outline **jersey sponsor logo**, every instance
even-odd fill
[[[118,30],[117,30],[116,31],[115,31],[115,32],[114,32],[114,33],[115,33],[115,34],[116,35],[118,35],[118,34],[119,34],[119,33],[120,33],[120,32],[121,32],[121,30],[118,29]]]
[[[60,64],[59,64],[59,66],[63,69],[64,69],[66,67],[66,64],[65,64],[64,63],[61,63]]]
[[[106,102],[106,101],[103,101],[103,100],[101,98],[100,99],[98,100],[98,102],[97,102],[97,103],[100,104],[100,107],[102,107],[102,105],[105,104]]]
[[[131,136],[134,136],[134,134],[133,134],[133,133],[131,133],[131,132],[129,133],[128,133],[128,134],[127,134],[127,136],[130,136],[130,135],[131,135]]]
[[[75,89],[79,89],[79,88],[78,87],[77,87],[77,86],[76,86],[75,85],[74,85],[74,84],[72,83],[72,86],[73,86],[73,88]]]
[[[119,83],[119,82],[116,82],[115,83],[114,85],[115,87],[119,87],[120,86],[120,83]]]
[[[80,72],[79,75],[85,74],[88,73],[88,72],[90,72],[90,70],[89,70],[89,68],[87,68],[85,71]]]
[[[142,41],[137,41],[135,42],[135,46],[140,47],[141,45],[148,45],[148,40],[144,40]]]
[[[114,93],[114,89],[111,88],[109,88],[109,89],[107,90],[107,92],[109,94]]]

## Exercise objective
Copy out the records above, swapping "jersey" for "shirt" and keeping everything else the same.

## Task solution
outline **shirt sponsor logo**, every instance
even-odd fill
[[[118,30],[117,30],[116,31],[115,31],[115,32],[114,32],[114,33],[115,33],[115,34],[116,35],[118,35],[118,34],[119,34],[119,33],[120,33],[120,32],[121,32],[121,30],[118,29]]]
[[[60,64],[59,64],[59,66],[63,69],[64,69],[66,67],[66,64],[65,64],[64,63],[61,63]]]
[[[106,102],[106,101],[103,101],[103,100],[101,98],[100,99],[98,100],[98,102],[97,102],[97,103],[100,104],[100,107],[102,107],[102,105],[105,104]]]
[[[131,136],[134,136],[134,134],[133,134],[133,133],[131,133],[131,132],[129,133],[128,133],[128,134],[127,134],[127,136],[130,136],[130,135],[131,135]]]
[[[75,89],[79,89],[79,88],[78,87],[77,87],[77,86],[76,86],[75,85],[74,85],[74,84],[72,83],[72,86],[73,86],[73,88]]]
[[[119,83],[119,82],[116,82],[115,83],[114,85],[115,87],[119,87],[120,86],[120,83]]]
[[[80,72],[79,75],[85,74],[88,73],[88,72],[90,72],[90,70],[89,70],[89,68],[87,68],[85,71]]]
[[[142,41],[137,41],[135,42],[135,46],[140,47],[141,45],[148,45],[148,40],[144,40]]]
[[[114,93],[114,89],[111,88],[109,88],[109,89],[107,90],[107,92],[109,94]]]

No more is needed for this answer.